- [Objective]
Answer these questions using the compaction notes below:
1. Under what condition is the Ray end-to-end test skipped?
2. Which commit kind does commit() select automatically when no new_files are present?
3. What type of entries does FileStoreCommit emit for compact_before?

- [Supplied text]
-------------------------

Unit: `Levels` semantics, `UniversalCompaction` three-stage decision (size-amp, size-ratio, file-num, force-pick-L0), `MergeFunction` registry + Phase-6 stubs, `CompactOptions` validation, `CommitMessageSerializer` JSON round-trip, `CompactTask` serde with non-JSON-native partitions
Append-only e2e: file-count drops, data identity preserved, `snapshot.commit_kind == "COMPACT"`, partitioned per-partition messages, no-op on below-trigger
Primary-key e2e: full-compaction dedup keeps latest, level promotion to >0, no-op below trigger
Rewriter contracts: does not mutate manifest-owned `DataFileMeta`, aborts partial output on failure
Ray e2e (skipped if `ray` not installed): `ray.init(local_mode=True)` runs Append-only compaction end-to-end through real `ray.remote` task dispatch + `ray.get` collection
Integration with a Java-written table (manual; left for follow-up before un-drafting)

Lay the protocol-level groundwork for upcoming compaction work: - CommitMessage gains compact_before / compact_after fields so a single message can carry both deletion and addition of files in a compact result. - FileStoreCommit emits ADD entries for compact_after and DELETE entries for compact_before; commit() auto-selects COMPACT kind when no new_files are present, and a dedicated commit_compact() helper enforces COMPACT-only semantics with no row-id assignment. - DataFileMeta exposes to_dict / from_dict round-trip plus tagged-value encoding (bytes, decimal, datetime, date, time, Timestamp) so file metas can be shipped JSON-safely between processes. - New CommitMessageSerializer wraps the JSON form for use as a CompactTask payload (Phase 4 will consume it from the Ray executor). No write/read behavior changes for existing callers.

-------------------------

- [Data listing]
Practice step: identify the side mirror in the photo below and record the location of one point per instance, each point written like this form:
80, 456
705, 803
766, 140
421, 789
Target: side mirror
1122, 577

-------------------------

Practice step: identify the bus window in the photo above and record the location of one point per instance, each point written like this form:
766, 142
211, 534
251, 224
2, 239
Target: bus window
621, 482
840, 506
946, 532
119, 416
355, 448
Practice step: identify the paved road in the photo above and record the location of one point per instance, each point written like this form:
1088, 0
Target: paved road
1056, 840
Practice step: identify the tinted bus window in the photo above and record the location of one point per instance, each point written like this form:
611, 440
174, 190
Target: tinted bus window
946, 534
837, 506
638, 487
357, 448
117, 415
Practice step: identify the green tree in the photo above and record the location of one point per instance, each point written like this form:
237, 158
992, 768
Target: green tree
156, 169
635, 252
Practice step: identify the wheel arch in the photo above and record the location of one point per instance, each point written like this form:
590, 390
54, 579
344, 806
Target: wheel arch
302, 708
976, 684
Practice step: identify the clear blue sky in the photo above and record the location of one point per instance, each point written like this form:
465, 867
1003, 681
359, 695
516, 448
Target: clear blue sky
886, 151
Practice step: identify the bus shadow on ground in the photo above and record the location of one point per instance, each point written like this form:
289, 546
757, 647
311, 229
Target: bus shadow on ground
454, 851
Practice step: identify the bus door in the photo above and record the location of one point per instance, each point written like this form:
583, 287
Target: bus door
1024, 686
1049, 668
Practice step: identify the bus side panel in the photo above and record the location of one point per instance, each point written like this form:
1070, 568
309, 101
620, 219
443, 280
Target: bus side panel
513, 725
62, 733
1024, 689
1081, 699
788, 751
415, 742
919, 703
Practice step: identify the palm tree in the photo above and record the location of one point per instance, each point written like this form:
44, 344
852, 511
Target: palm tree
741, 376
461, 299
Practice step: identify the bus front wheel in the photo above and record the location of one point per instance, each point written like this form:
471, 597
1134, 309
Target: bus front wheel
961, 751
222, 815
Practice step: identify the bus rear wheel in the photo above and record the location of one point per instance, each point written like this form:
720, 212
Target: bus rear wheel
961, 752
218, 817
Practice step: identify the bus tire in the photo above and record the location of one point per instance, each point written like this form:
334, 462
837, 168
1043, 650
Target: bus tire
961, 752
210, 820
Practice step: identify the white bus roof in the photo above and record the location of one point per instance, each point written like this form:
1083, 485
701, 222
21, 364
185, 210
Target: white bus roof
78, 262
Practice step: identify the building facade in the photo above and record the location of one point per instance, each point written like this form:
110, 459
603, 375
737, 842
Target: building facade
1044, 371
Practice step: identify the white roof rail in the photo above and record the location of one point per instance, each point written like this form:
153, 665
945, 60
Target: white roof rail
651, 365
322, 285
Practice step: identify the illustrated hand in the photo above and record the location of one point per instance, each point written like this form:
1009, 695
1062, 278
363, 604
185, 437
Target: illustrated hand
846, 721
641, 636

-------------------------

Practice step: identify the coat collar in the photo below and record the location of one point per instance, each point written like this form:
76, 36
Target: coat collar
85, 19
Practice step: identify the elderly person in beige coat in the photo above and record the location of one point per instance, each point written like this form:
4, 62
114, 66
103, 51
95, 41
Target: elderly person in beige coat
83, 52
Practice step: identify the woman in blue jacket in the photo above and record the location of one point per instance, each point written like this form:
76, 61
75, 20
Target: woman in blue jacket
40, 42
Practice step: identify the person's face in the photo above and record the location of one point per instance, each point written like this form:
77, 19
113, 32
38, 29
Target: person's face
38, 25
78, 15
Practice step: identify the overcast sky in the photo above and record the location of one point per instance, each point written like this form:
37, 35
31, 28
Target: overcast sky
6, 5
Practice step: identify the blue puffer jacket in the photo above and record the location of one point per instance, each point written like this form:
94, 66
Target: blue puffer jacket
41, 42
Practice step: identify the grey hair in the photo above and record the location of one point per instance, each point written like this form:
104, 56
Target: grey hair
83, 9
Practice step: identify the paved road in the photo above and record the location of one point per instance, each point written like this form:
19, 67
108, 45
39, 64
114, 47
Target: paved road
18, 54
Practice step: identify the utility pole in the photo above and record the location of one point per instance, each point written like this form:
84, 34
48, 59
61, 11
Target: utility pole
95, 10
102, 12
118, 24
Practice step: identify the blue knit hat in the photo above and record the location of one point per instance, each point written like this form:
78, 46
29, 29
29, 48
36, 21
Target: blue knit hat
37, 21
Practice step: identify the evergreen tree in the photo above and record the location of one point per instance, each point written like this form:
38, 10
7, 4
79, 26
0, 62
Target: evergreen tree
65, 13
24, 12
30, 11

-------------------------

- [Solution]
1. It is skipped if `ray` is not installed.
2. It selects the COMPACT kind.
3. It emits DELETE entries.